**EXERCISE OBJECTIVE**
Copy the data exactly.

**SUPPLIED ENTRIES**

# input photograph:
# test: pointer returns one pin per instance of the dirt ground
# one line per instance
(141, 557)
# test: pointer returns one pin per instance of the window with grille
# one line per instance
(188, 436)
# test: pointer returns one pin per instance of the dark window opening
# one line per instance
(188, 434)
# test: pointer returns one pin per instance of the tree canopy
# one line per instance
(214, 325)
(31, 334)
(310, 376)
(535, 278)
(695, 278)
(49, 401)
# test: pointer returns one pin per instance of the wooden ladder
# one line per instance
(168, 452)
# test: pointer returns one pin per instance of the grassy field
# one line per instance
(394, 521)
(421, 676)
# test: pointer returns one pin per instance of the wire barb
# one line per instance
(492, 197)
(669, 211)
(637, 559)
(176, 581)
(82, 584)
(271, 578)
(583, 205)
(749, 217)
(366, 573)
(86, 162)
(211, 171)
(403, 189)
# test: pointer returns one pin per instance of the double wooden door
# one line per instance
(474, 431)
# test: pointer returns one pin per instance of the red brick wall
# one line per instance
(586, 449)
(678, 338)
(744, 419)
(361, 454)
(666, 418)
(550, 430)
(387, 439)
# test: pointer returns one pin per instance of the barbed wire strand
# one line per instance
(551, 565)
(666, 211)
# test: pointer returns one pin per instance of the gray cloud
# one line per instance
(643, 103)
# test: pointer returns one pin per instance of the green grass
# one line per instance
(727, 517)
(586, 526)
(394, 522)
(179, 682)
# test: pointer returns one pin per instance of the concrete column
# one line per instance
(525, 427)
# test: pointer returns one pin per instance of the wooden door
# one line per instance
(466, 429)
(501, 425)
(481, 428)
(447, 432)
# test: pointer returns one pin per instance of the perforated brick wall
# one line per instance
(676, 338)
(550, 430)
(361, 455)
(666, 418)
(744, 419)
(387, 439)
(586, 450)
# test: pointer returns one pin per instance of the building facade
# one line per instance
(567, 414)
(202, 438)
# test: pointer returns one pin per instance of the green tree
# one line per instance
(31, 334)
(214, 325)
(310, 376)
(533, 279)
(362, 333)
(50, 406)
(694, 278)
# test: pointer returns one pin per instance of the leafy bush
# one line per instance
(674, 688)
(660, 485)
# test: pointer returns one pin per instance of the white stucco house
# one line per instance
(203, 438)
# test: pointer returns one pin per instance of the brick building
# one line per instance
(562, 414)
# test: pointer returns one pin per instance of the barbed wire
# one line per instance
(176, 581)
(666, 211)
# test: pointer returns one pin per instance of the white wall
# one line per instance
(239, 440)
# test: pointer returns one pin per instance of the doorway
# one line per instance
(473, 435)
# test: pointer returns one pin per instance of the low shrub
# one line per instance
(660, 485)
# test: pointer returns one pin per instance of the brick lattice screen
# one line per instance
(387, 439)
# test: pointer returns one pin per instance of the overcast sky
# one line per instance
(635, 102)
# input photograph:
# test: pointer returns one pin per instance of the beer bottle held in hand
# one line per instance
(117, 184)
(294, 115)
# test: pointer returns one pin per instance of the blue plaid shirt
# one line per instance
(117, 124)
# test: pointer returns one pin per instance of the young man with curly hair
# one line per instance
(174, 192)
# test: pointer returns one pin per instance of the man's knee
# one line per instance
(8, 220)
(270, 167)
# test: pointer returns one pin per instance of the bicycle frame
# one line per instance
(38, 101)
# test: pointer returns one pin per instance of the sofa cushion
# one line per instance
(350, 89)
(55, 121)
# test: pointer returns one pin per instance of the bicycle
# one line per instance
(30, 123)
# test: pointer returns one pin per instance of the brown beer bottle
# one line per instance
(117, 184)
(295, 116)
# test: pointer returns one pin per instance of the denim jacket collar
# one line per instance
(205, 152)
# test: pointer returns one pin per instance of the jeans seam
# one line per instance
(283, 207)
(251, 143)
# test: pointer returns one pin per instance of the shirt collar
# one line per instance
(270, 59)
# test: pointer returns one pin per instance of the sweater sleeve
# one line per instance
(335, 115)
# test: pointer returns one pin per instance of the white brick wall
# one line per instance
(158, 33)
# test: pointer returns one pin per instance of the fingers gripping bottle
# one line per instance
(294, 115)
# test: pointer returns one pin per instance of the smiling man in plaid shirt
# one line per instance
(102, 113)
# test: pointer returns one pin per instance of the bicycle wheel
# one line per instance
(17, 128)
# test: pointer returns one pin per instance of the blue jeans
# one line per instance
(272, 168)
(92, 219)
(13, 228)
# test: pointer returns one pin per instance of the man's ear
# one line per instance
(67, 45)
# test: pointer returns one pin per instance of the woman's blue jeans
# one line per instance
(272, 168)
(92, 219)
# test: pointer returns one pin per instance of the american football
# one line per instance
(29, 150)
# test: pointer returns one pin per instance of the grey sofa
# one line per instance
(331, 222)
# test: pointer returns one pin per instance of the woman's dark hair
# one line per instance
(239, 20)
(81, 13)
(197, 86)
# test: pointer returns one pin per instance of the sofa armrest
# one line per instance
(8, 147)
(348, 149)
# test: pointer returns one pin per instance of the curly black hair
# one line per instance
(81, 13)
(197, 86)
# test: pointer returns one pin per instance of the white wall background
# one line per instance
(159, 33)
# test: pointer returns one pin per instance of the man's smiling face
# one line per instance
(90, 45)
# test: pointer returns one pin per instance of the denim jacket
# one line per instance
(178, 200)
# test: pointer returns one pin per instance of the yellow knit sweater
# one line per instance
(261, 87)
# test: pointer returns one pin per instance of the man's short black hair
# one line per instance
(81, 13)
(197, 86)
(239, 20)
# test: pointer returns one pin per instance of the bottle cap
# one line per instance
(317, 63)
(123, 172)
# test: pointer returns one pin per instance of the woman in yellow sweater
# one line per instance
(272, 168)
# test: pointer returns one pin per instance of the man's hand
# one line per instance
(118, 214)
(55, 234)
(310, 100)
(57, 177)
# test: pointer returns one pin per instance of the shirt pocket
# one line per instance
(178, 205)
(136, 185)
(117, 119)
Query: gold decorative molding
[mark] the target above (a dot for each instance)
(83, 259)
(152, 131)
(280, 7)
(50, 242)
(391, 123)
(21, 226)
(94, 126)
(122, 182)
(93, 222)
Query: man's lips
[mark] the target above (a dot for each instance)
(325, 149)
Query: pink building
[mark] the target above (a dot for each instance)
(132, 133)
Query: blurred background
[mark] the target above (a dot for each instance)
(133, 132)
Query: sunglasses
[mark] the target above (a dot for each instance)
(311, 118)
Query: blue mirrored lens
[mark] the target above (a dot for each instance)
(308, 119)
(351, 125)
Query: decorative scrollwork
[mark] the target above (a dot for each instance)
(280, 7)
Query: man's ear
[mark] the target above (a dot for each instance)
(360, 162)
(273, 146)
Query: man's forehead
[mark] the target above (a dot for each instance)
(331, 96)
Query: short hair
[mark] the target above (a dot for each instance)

**REPLY**
# input photograph:
# test: pointer returns one pin per instance of the dirt ground
# one line per instance
(141, 557)
# test: pointer returns one pin per instance of the window with grille
# one line per instance
(188, 436)
# test: pointer returns one pin per instance of the dark window opening
# one line per instance
(188, 434)
# test: pointer returns one pin per instance of the tree canopy
# one line per instance
(214, 325)
(31, 334)
(310, 376)
(535, 278)
(695, 278)
(49, 401)
# test: pointer returns one pin per instance of the wooden ladder
# one line per instance
(168, 452)
# test: pointer returns one pin per instance of the grassy field
# one line per instance
(394, 521)
(421, 676)
# test: pointer returns one pin per instance of the wire barb
# one line per instance
(492, 197)
(669, 211)
(637, 559)
(176, 581)
(82, 584)
(271, 578)
(583, 205)
(749, 217)
(366, 573)
(86, 162)
(211, 171)
(403, 189)
# test: pointer returns one pin per instance of the double wooden door
# one line per instance
(474, 431)
# test: pointer returns one pin per instance of the red brick wall
# one line per instance
(586, 449)
(678, 338)
(744, 419)
(361, 454)
(666, 418)
(550, 430)
(387, 439)
# test: pointer returns one pin per instance of the barbed wire strand
# one line per instance
(551, 565)
(666, 211)
# test: pointer returns one pin per instance of the gray cloud
# one line per instance
(643, 103)
# test: pointer returns one pin per instance of the green grass
# one line per instance
(727, 517)
(586, 526)
(394, 522)
(179, 682)
# test: pointer returns one pin per instance of the concrete column
# one line per instance
(525, 427)
# test: pointer returns one pin per instance of the wooden door
# one line per instance
(466, 429)
(501, 425)
(481, 428)
(447, 432)
# test: pointer returns one pin per instance of the perforated brick wall
# one line per instance
(676, 338)
(550, 430)
(361, 455)
(666, 418)
(744, 419)
(387, 439)
(586, 450)
# test: pointer returns one pin per instance of the building facade
# one line per instance
(567, 414)
(202, 438)
# test: pointer returns one pin per instance of the green tree
# one line per instance
(31, 334)
(214, 325)
(310, 376)
(533, 279)
(362, 333)
(50, 406)
(694, 278)
# test: pointer returns one pin per instance of the leafy bush
# one line per instance
(674, 688)
(660, 485)
# test: pointer returns one pin per instance of the white stucco house
# one line per instance
(203, 438)
# test: pointer returns one pin per instance of the brick building
# one line per instance
(562, 414)
# test: pointer returns one pin per instance of the barbed wire
# one line per instance
(176, 581)
(666, 211)
# test: pointer returns one pin per instance of the white wall
# one line per instance
(239, 440)
# test: pointer returns one pin per instance of the doorway
# one line per instance
(473, 435)
# test: pointer returns one pin per instance of the low shrub
# one line per instance
(660, 485)
# test: pointer returns one pin per instance of the brick lattice screen
# one line per instance
(387, 439)
# test: pointer returns one pin per instance of the overcast sky
# one line per instance
(635, 102)
# input photograph:
# test: pointer returns one pin per instance of the beer bottle held in hand
# one line per instance
(117, 184)
(294, 115)
# test: pointer returns one pin per instance of the blue plaid shirt
# one line per instance
(117, 124)
# test: pointer returns one pin per instance of the young man with curly hair
# one line per instance
(174, 192)
# test: pointer returns one pin per instance of the man's knee
# one line per instance
(8, 220)
(270, 167)
# test: pointer returns one pin per instance of the bicycle frame
# one line per instance
(38, 101)
# test: pointer returns one pin per instance of the sofa cushion
# one line per instance
(350, 89)
(55, 121)
# test: pointer returns one pin per instance of the bicycle
# one line per instance
(30, 123)
# test: pointer returns one pin per instance of the brown beer bottle
# one line per instance
(117, 184)
(295, 116)
# test: pointer returns one pin per instance of the denim jacket collar
# one line per instance
(205, 152)
# test: pointer returns one pin per instance of the jeans seam
# one line per instance
(283, 207)
(251, 143)
# test: pointer returns one pin per instance of the shirt collar
# one line per instance
(270, 59)
# test: pointer returns one pin per instance of the sweater sleeve
# one line per instance
(335, 115)
# test: pointer returns one pin per instance of the white brick wall
# one line per instance
(158, 33)
# test: pointer returns one pin per instance of the fingers gripping bottle
# one line per instance
(294, 115)
# test: pointer returns one pin per instance of the smiling man in plaid shirt
# one line per instance
(102, 113)
# test: pointer returns one pin per instance of the bicycle wheel
# one line per instance
(17, 128)
# test: pointer returns one pin per instance of the blue jeans
# one line per instance
(272, 168)
(92, 219)
(13, 228)
# test: pointer returns one pin per instance of the man's ear
# one line per instance
(67, 45)
# test: pointer returns one pin per instance of the woman's blue jeans
# one line per instance
(272, 168)
(92, 219)
# test: pointer returns one pin per instance of the american football
# one line per instance
(29, 150)
# test: pointer returns one pin per instance of the grey sofa
# one line per instance
(331, 222)
# test: pointer returns one pin per instance of the woman's dark hair
# one line per instance
(239, 20)
(81, 13)
(197, 86)
# test: pointer returns one pin per instance of the sofa armrest
# one line per instance
(8, 147)
(348, 149)
# test: pointer returns one pin per instance of the curly black hair
# one line per instance
(81, 13)
(197, 86)
# test: pointer returns one pin per instance of the white wall background
# one line per instance
(159, 33)
# test: pointer returns one pin per instance of the man's smiling face
# one line per instance
(90, 45)
# test: pointer returns one pin per instance of the denim jacket
# one line per instance
(178, 200)
# test: pointer returns one pin per instance of the yellow knit sweater
# one line per instance
(261, 87)
# test: pointer returns one pin per instance of the man's short black hair
# one line per instance
(81, 13)
(197, 86)
(239, 20)
# test: pointer returns one pin per instance of the bottle cap
# one line per instance
(317, 63)
(123, 172)
# test: pointer returns one pin per instance of the woman in yellow sweater
# one line per instance
(272, 168)
# test: pointer returns one pin per instance of the man's hand
# one line per instance
(118, 214)
(55, 234)
(310, 100)
(57, 177)
# test: pointer returns one pin per instance of the shirt pocket
# one line per instance
(178, 205)
(136, 185)
(117, 119)
Query: gold decorative molding
[mark] the target above (a dot for each instance)
(83, 259)
(152, 131)
(280, 7)
(50, 242)
(391, 123)
(21, 226)
(94, 126)
(122, 182)
(93, 222)
Query: man's lips
[mark] the target above (a dot for each instance)
(325, 149)
Query: pink building
[mark] the target above (a dot for each instance)
(132, 133)
Query: blurred background
[mark] the target above (a dot for each instance)
(133, 132)
Query: sunglasses
[mark] the target above (a dot for each instance)
(311, 118)
Query: blue mirrored lens
[mark] the target above (a dot for each instance)
(308, 119)
(351, 125)
Query: decorative scrollwork
[mark] the target above (a dot for each instance)
(280, 7)
Query: man's ear
[mark] the target above (a dot for each instance)
(360, 162)
(273, 146)
Query: man's forehead
[mark] the target above (a dot for each instance)
(331, 96)
Query: short hair
[mark] the target above (a dot for each instance)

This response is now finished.